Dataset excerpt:

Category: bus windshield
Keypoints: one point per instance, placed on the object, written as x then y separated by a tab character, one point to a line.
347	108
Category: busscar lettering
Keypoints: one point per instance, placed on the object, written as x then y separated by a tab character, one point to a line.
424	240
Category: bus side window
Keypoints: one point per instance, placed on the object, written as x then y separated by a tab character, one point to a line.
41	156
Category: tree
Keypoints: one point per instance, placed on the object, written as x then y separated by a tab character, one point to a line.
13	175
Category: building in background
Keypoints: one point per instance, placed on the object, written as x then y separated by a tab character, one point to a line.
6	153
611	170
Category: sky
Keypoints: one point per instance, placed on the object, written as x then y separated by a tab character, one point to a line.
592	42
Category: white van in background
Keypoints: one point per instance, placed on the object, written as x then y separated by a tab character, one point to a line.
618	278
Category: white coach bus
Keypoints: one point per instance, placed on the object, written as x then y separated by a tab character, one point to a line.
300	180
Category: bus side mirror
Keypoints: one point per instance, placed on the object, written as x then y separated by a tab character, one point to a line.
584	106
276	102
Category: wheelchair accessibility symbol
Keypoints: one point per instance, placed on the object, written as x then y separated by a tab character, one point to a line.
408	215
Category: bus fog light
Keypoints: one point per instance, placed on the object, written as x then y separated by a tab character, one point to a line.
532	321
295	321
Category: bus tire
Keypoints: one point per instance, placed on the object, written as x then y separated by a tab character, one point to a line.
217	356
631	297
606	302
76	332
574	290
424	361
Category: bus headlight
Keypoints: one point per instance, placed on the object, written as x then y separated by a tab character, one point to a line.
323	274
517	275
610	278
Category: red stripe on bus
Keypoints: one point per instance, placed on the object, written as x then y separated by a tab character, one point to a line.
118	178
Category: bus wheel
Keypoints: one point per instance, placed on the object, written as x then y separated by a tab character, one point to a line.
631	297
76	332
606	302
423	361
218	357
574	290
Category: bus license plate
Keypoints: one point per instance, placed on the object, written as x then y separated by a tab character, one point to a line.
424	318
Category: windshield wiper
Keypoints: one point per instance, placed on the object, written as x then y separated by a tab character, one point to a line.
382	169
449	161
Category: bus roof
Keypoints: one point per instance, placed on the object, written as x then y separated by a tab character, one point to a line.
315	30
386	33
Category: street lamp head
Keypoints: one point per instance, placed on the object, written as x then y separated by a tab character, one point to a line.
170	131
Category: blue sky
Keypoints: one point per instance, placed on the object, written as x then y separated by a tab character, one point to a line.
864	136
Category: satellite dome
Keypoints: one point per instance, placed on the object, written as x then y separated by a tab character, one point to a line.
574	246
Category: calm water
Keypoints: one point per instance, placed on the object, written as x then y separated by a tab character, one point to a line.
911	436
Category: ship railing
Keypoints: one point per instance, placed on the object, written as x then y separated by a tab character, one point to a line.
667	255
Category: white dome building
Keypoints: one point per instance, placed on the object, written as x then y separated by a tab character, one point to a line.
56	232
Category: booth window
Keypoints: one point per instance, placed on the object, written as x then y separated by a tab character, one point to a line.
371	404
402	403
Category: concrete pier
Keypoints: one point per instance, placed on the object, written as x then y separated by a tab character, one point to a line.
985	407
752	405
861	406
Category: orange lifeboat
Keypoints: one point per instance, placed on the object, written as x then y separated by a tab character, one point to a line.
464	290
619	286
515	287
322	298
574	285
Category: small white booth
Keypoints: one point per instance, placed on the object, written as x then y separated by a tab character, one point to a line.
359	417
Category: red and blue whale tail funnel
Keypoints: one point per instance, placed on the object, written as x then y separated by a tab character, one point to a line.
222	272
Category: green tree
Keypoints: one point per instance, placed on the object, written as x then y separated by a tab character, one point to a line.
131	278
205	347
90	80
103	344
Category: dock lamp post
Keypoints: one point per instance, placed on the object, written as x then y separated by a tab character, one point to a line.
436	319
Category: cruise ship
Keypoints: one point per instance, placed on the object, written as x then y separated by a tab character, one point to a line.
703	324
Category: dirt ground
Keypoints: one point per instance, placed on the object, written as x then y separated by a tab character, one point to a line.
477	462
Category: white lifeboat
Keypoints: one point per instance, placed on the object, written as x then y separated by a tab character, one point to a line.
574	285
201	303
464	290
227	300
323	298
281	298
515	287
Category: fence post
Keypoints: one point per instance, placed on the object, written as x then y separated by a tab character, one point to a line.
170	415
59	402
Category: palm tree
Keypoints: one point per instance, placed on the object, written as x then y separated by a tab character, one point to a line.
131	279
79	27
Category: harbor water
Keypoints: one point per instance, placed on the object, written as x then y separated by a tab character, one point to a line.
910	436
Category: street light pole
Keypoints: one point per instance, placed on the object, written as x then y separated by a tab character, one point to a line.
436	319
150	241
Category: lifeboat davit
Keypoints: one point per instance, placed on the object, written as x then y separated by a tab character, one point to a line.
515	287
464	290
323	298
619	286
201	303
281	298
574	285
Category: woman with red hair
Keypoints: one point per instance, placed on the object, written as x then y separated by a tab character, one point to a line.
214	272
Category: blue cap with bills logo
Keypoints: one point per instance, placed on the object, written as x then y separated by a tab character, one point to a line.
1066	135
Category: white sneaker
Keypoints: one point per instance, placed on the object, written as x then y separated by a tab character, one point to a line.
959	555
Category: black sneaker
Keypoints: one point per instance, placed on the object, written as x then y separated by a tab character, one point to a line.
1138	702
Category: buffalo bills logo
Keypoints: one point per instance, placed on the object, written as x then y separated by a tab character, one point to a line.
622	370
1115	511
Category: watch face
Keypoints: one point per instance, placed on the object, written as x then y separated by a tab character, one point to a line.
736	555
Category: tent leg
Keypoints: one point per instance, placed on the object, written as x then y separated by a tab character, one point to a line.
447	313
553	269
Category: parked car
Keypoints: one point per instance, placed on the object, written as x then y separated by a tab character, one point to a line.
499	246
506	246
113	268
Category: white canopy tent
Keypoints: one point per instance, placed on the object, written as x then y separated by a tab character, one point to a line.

=== Objective ===
Take the line with "Category: white sneaker" and all lines after it through the end of the records, and write them out exactly; include nothing else.

=== Exercise output ===
Category: white sneaker
Keypoints: one point per instance, placed on the object, written as x then y separated by a tab character, one point to a line.
959	555
Category: black sneaker
Keypoints: one point per instance, placed on the object, written as x then y separated by a tab character, one point to a line.
1138	702
Category: buffalo bills logo
Keypoints: one point per instance, placed on the object, written as x then y separated by a tab character, one point to a line.
622	370
1115	511
Category: watch face
Keypoints: one point per instance, placed on the object, written as x then y separated by a tab character, one point to a line.
736	555
Category: tent leg
Keypoints: one point per instance, placed on the object, written as x then y separated by a tab character, one point to a line.
447	313
553	269
Category: parked car
Keypoints: one point per instance, placed on the object, written as x then y separated by a tab character, one point to a line.
499	246
506	246
113	268
Category: white canopy tent
Keypoints: one point per instance, placed on the object, written as x then y separated by a tab character, one point to a line.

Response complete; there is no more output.